### GOAL
Begin at the line that has "A note to the class: find the blue denim fabric" and copy every line through the end of the data, wording included. Multiply each x and y coordinate by 2.2 and round it to a whole number, with halves rounded up.

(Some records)
---*---

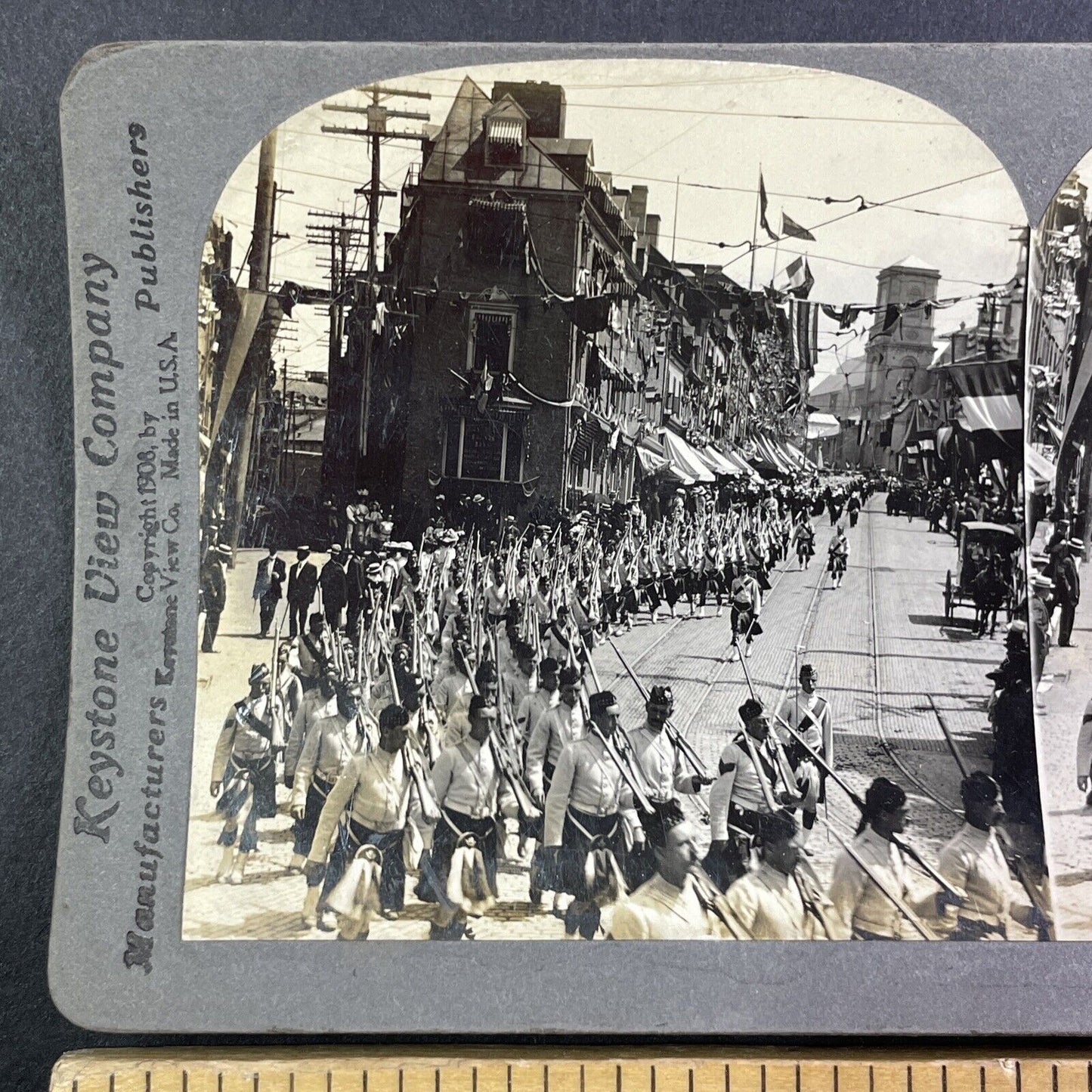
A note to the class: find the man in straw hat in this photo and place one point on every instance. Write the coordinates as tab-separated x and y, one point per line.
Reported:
243	775
302	582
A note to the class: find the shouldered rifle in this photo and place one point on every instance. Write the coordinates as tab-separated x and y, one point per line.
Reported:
617	748
903	846
676	738
899	903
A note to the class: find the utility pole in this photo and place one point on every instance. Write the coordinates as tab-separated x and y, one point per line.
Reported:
261	247
336	230
377	131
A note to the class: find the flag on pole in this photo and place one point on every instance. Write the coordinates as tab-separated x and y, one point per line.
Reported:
789	226
763	203
799	279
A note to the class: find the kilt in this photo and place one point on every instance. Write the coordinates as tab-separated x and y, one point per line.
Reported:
673	589
392	879
302	830
744	621
436	865
577	843
728	863
247	780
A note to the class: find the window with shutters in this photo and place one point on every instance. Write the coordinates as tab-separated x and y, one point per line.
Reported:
491	343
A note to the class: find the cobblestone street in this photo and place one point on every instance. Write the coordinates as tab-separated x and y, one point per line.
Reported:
888	662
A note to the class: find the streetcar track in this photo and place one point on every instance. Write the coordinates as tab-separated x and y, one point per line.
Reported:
883	738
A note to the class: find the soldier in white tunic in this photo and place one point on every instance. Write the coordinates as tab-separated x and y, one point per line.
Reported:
809	716
589	810
660	763
866	912
744	793
973	863
243	768
367	806
781	899
670	905
331	743
473	794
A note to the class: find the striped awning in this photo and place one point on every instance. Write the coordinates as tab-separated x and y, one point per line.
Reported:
506	131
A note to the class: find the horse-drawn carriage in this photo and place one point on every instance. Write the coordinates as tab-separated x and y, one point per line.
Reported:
988	574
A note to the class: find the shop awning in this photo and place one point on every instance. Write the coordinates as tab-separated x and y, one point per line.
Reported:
1041	471
821	425
718	463
685	461
651	463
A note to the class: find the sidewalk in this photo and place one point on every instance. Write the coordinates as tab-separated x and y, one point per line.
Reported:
1064	690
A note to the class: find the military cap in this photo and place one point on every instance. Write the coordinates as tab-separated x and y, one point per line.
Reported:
393	716
750	709
660	696
602	701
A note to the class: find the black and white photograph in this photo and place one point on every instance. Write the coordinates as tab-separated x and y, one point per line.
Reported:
1060	474
613	490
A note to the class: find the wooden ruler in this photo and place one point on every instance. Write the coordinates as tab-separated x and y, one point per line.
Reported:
287	1069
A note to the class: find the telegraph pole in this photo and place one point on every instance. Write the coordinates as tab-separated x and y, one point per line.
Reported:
377	131
261	250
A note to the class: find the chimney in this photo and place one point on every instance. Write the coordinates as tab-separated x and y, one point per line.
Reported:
652	230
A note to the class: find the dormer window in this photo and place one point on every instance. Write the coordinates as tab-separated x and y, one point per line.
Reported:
505	138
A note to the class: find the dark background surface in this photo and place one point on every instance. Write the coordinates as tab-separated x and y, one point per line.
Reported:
39	43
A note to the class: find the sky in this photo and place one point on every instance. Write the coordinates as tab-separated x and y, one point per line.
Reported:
712	125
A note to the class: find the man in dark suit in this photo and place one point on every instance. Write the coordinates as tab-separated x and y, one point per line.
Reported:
302	581
268	583
334	589
213	592
1067	591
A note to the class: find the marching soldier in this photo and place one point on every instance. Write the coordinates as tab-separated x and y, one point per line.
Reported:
974	864
670	905
781	900
334	586
660	763
368	806
328	749
589	809
868	912
243	777
809	716
838	557
746	790
746	608
472	794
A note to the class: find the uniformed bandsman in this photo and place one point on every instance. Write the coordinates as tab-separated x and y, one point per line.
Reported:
589	810
367	806
669	907
472	794
243	775
328	749
974	864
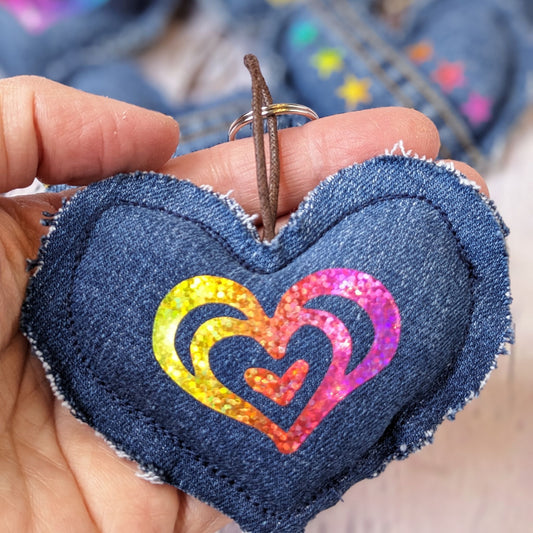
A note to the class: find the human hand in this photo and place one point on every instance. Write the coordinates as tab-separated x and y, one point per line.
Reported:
55	473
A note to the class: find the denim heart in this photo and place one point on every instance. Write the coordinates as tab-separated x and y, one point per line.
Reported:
171	329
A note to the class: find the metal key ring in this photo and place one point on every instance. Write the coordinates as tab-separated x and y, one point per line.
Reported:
269	111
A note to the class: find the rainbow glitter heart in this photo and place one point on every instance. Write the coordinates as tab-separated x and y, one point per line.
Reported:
273	334
267	378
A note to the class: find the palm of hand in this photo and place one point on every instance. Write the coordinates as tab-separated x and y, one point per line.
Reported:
57	472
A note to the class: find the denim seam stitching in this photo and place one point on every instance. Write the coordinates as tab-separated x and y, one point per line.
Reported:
439	103
232	484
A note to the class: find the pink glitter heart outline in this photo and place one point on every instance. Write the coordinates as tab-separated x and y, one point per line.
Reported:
273	334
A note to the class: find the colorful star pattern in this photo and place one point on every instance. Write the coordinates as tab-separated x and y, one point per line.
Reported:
327	61
449	75
354	91
303	33
477	109
420	52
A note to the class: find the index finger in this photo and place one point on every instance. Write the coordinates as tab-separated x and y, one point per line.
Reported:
63	135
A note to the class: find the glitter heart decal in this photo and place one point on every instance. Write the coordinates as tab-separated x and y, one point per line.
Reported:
279	389
274	334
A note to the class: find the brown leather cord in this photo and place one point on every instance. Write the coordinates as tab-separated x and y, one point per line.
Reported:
268	187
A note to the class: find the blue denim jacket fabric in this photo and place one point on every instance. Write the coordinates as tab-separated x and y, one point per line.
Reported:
462	63
84	48
422	330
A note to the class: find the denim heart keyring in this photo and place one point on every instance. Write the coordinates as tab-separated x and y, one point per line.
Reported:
267	377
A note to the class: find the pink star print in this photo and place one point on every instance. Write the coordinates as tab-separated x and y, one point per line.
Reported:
449	75
477	109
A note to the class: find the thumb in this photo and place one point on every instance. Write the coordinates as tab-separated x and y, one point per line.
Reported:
63	135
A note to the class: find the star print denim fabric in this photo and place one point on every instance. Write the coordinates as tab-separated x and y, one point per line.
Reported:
432	310
463	63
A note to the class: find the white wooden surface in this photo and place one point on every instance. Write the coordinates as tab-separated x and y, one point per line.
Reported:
477	477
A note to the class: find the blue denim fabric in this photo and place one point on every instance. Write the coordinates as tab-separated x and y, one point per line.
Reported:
487	42
483	45
121	245
90	45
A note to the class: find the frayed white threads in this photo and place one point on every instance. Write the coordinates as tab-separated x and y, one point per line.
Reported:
399	149
152	478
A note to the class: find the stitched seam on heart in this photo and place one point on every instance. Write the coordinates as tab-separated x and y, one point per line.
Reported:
256	270
124	404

---*---

### SOLUTION TO THIS TASK
A note to the class: find the blue denim fabric in this photo and place one point on every instance. Write the coordinates as tab-separated x and y, one point per line.
Reported:
1071	92
1063	99
266	539
198	99
A note to the class: find the frayed white threads in this photo and place one point on every instance. Write the coordinates as tab-separated x and y, one point per line.
Reported:
878	328
334	1052
A note to the class: find the stitched seam on heart in this photo and place one point on every instance. Write the coordinates as tab-separated x and y, one point per line.
Reported:
563	594
273	889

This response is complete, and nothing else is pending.